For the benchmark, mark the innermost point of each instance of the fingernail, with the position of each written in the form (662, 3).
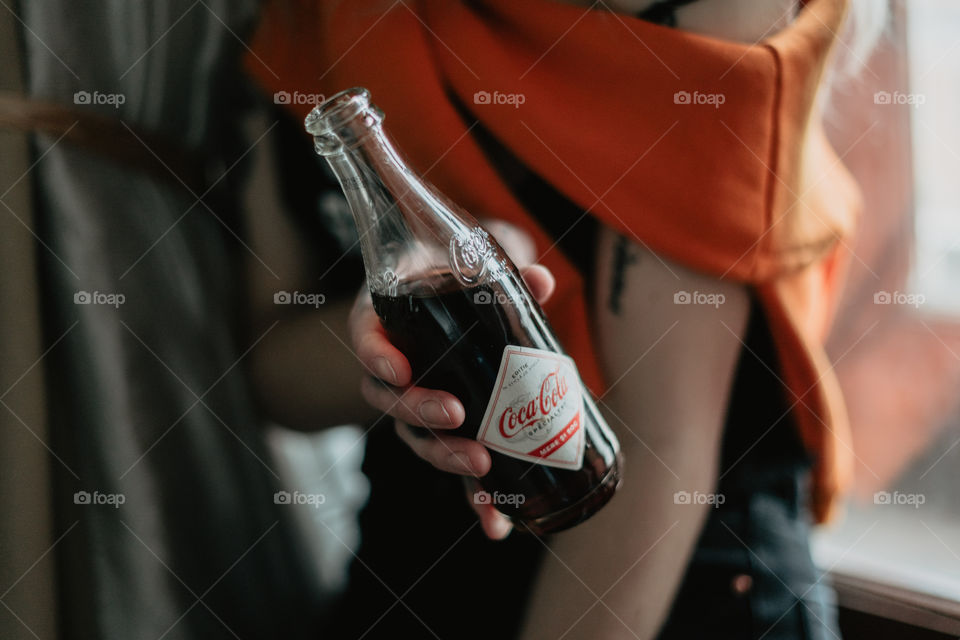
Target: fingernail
(462, 462)
(434, 412)
(385, 370)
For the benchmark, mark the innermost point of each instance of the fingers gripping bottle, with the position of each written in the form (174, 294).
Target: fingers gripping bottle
(456, 306)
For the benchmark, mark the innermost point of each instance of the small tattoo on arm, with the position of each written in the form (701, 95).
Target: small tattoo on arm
(622, 258)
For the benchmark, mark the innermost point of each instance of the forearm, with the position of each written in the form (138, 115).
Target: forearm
(670, 367)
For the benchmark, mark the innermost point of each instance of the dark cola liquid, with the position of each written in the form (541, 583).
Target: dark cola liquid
(454, 338)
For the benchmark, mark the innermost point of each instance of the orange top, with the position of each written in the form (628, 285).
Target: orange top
(617, 116)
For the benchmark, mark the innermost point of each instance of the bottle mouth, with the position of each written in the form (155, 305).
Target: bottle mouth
(334, 123)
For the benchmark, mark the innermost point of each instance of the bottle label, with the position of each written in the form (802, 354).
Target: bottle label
(536, 410)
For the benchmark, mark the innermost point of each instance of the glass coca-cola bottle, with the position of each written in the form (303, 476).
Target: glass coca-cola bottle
(452, 301)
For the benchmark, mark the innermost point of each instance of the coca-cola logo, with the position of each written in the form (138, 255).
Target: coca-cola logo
(516, 418)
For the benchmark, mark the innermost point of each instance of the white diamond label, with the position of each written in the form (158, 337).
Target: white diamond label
(536, 410)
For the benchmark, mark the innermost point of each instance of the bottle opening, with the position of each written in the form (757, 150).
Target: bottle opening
(336, 123)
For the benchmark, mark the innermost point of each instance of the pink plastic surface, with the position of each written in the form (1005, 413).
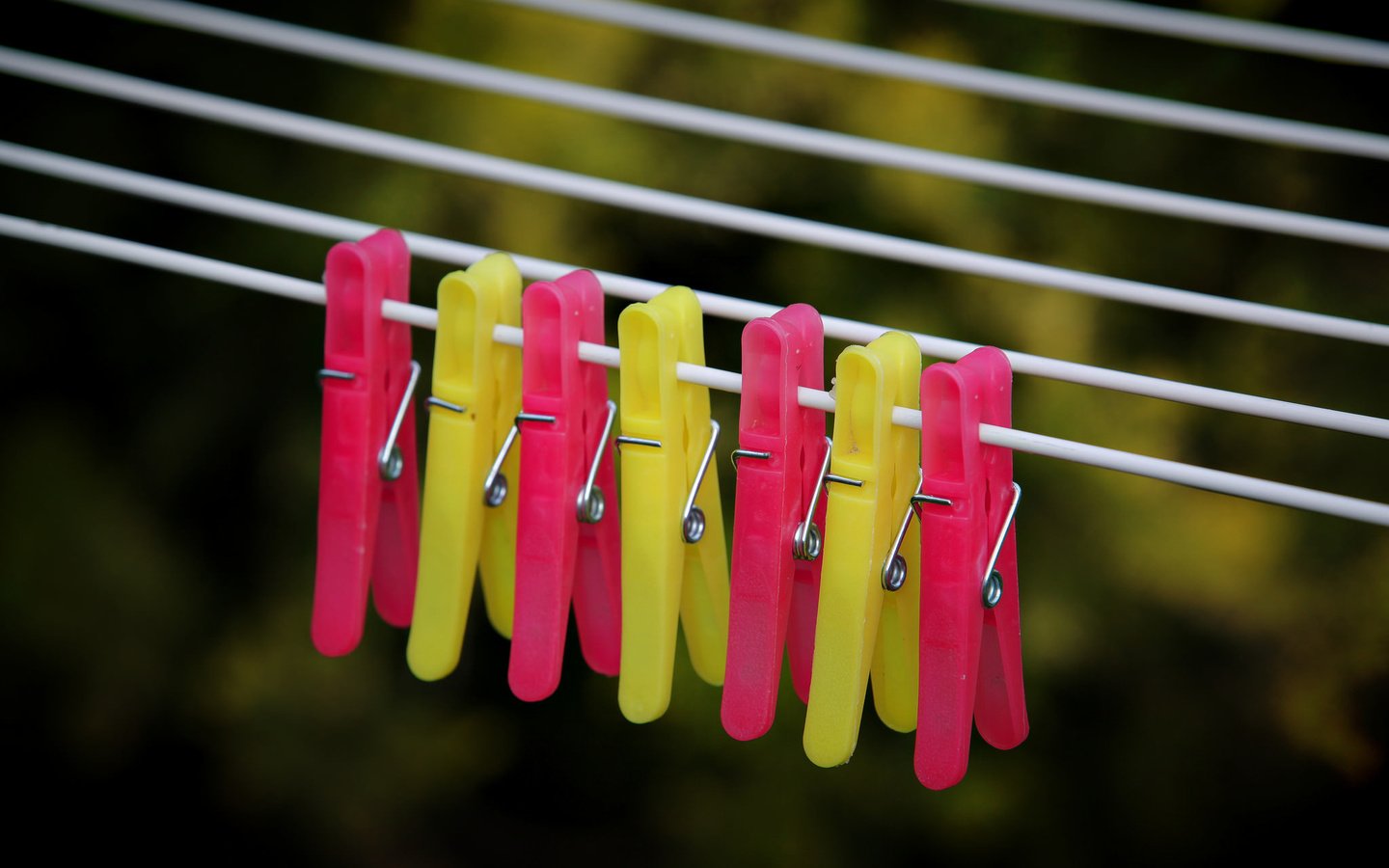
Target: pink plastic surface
(368, 529)
(558, 557)
(774, 597)
(971, 657)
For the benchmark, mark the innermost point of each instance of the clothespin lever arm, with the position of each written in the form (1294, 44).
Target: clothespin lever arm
(389, 460)
(590, 504)
(992, 583)
(805, 543)
(495, 486)
(692, 517)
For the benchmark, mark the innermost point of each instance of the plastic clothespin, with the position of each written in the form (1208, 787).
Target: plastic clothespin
(674, 557)
(774, 584)
(971, 637)
(477, 392)
(874, 475)
(368, 489)
(568, 542)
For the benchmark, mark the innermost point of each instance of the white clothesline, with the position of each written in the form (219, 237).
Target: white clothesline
(428, 154)
(1203, 27)
(457, 253)
(706, 29)
(714, 378)
(379, 57)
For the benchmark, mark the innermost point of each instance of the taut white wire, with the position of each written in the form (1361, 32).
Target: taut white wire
(714, 378)
(1202, 27)
(444, 250)
(706, 29)
(735, 126)
(344, 136)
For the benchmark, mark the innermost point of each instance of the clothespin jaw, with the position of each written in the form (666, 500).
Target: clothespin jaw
(368, 488)
(567, 545)
(674, 557)
(971, 646)
(477, 392)
(779, 448)
(862, 517)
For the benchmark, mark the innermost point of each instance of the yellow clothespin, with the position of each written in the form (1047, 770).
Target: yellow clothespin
(467, 520)
(873, 475)
(674, 556)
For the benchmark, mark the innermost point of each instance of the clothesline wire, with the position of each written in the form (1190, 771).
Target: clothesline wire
(1203, 27)
(704, 29)
(714, 378)
(428, 154)
(457, 253)
(735, 126)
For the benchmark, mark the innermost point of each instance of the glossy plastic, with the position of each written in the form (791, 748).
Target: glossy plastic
(861, 524)
(971, 657)
(665, 580)
(558, 557)
(368, 529)
(779, 354)
(458, 532)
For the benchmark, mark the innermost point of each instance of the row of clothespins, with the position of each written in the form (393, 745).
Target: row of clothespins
(521, 486)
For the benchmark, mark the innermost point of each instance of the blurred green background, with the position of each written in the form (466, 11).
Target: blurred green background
(1205, 675)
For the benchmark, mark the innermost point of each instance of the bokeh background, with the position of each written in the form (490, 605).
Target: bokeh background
(1206, 677)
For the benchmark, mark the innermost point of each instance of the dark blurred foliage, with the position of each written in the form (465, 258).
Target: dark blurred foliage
(1208, 677)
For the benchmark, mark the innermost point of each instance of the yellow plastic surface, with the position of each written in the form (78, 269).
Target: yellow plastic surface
(456, 527)
(860, 527)
(666, 581)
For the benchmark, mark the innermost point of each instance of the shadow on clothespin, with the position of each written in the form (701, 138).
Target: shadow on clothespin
(368, 486)
(477, 392)
(778, 515)
(971, 640)
(674, 557)
(873, 476)
(568, 542)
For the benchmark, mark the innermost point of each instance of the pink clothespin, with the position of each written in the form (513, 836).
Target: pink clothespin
(567, 523)
(368, 485)
(776, 518)
(971, 642)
____
(Aim of the task): Recast all of the lines above as a Markdown table with the columns Index and Line Text. Number each row, skip blank lines, and leave out the pictures.

(The result):
| Index | Line Text |
|---|---|
| 1 | For the benchmark, mark the innermost point of each instance of the fingernail, with the position of each written in the form (662, 3). |
| 2 | Target: fingernail |
| 3 | (462, 462) |
| 4 | (434, 412) |
| 5 | (385, 370) |
| 6 | For the benchmark, mark the innermost point of each instance of the fingers gripping bottle, with the position of each written in the form (174, 294). |
| 7 | Target: fingers gripping bottle |
| 8 | (456, 306) |
| 9 | For the benchmark, mark the innermost point of each instance of the small tattoo on arm, with the position of each written in the form (701, 95). |
| 10 | Target: small tattoo on arm |
| 11 | (622, 258) |
| 12 | For the benchmark, mark the innermost point of each instance of the forearm, with the position of each written in the form (138, 115). |
| 13 | Target: forearm |
| 14 | (670, 367) |
| 15 | For the benchmark, mark the innermost point of each instance of the dark cola liquid, with the position of each written in the form (541, 583). |
| 16 | Target: dark cola liquid |
| 17 | (454, 338) |
| 18 | For the benchmark, mark the innermost point of each instance of the orange top, with the position of each written in the form (628, 285). |
| 19 | Target: orange top |
| 20 | (617, 116) |
| 21 | For the benchmark, mark the innermost point of each instance of the bottle mouth, with the position of each written in the form (155, 305). |
| 22 | Target: bottle mouth |
| 23 | (334, 123) |
| 24 | For the benchmark, mark the innermost point of each instance of the bottle label, with the position of each written in the form (802, 354). |
| 25 | Target: bottle label |
| 26 | (536, 410) |
| 27 | For the benchmark, mark the innermost point of each instance of the glass coca-cola bottle, with the position of each written in the form (303, 476). |
| 28 | Target: glass coca-cola bottle |
| 29 | (452, 301) |
| 30 | For the benchmark, mark the innermost point of each instance of the coca-cola logo, with the position of each written in the form (138, 255). |
| 31 | Target: coca-cola logo |
| 32 | (516, 418) |
| 33 | For the benchmark, mark the innermost point of each instance of the white diamond label, with the position of each written in the form (158, 337). |
| 34 | Target: white diamond label |
| 35 | (536, 410) |
| 36 | For the benchmark, mark the innermost point of each instance of the bottle opening, with the position of each written in the form (757, 150). |
| 37 | Target: bottle opening |
| 38 | (336, 123) |
| 39 | For the benchmark, mark the innermost point of each instance of the pink plastic surface, with the position of each written in the form (1005, 413). |
| 40 | Target: pink plastic surface |
| 41 | (368, 529) |
| 42 | (558, 557) |
| 43 | (774, 597) |
| 44 | (971, 657) |
| 45 | For the benchmark, mark the innermost point of each instance of the clothespin lever arm, with the position of each written in the form (1294, 44). |
| 46 | Target: clothespin lever arm |
| 47 | (389, 460) |
| 48 | (590, 504) |
| 49 | (992, 583) |
| 50 | (805, 543) |
| 51 | (495, 486) |
| 52 | (692, 517) |
| 53 | For the benchmark, mark the innermost point of each instance of the plastic clothespin, with the position of each written in the form (1208, 787). |
| 54 | Target: plastic clothespin |
| 55 | (674, 557) |
| 56 | (774, 584) |
| 57 | (971, 637) |
| 58 | (477, 392) |
| 59 | (874, 475) |
| 60 | (368, 489) |
| 61 | (568, 542) |
| 62 | For the benchmark, mark the innermost point of each instance of the white clothesline, with the position of each written in the form (219, 237). |
| 63 | Target: white clothesline |
| 64 | (428, 154) |
| 65 | (1203, 27) |
| 66 | (457, 253) |
| 67 | (706, 29) |
| 68 | (714, 378) |
| 69 | (379, 57) |
| 70 | For the benchmark, mark the innermost point of each instance of the taut white wire, with the position of each written in the form (1361, 32). |
| 71 | Target: taut white wire |
| 72 | (714, 378) |
| 73 | (1202, 27) |
| 74 | (444, 250) |
| 75 | (706, 29) |
| 76 | (735, 126) |
| 77 | (344, 136) |
| 78 | For the benchmark, mark the innermost point of each instance of the clothespin jaw, with the position of each written in the form (666, 500). |
| 79 | Target: clothespin jaw |
| 80 | (368, 488) |
| 81 | (567, 545) |
| 82 | (674, 557) |
| 83 | (971, 646) |
| 84 | (477, 392) |
| 85 | (779, 448) |
| 86 | (862, 517) |
| 87 | For the benchmark, mark the innermost point of each instance of the yellow clothespin, with the position of each written in the form (1047, 770). |
| 88 | Target: yellow clothespin |
| 89 | (467, 520) |
| 90 | (873, 475) |
| 91 | (674, 556) |
| 92 | For the benchmark, mark the innermost point of each instance of the clothesline wire, with the position of each written in the form (1190, 771). |
| 93 | Target: clothesline wire |
| 94 | (1203, 27) |
| 95 | (704, 29) |
| 96 | (714, 378) |
| 97 | (428, 154) |
| 98 | (457, 253) |
| 99 | (735, 126) |
| 100 | For the benchmark, mark the innermost point of each instance of the glossy plastic, with the position of each written in the form (791, 748). |
| 101 | Target: glossy plastic |
| 102 | (861, 524) |
| 103 | (971, 657) |
| 104 | (665, 580) |
| 105 | (558, 557) |
| 106 | (368, 529) |
| 107 | (779, 354) |
| 108 | (458, 532) |
| 109 | For the benchmark, mark the innermost point of each instance of the row of clothespins, with the position of each written in the form (393, 745). |
| 110 | Target: row of clothespins |
| 111 | (521, 486) |
| 112 | For the benchmark, mark the innermost point of each instance of the blurred green background, with the position of each written in the form (466, 11). |
| 113 | Target: blurred green background |
| 114 | (1205, 675) |
| 115 | For the benchmark, mark the innermost point of each instance of the bokeh background, with the position of each written in the form (490, 605). |
| 116 | Target: bokeh background |
| 117 | (1206, 677) |
| 118 | For the benchmark, mark the innermost point of each instance of the dark blurred foliage, with the position of each written in the form (465, 258). |
| 119 | Target: dark blurred foliage |
| 120 | (1208, 677) |
| 121 | For the benchmark, mark the innermost point of each instance of the yellow plastic surface, with the position of each written in the form (78, 269). |
| 122 | Target: yellow plastic surface |
| 123 | (456, 527) |
| 124 | (860, 527) |
| 125 | (666, 581) |
| 126 | For the benchmark, mark the innermost point of each instance of the shadow on clothespin, with the position of each written in the form (701, 138). |
| 127 | Target: shadow on clothespin |
| 128 | (368, 486) |
| 129 | (477, 392) |
| 130 | (778, 515) |
| 131 | (971, 640) |
| 132 | (674, 557) |
| 133 | (873, 476) |
| 134 | (568, 542) |
| 135 | For the benchmark, mark the innermost point of each instance of the pink clothespin, with the position of each written in the form (513, 836). |
| 136 | Target: pink clothespin |
| 137 | (567, 523) |
| 138 | (368, 485) |
| 139 | (776, 518) |
| 140 | (971, 642) |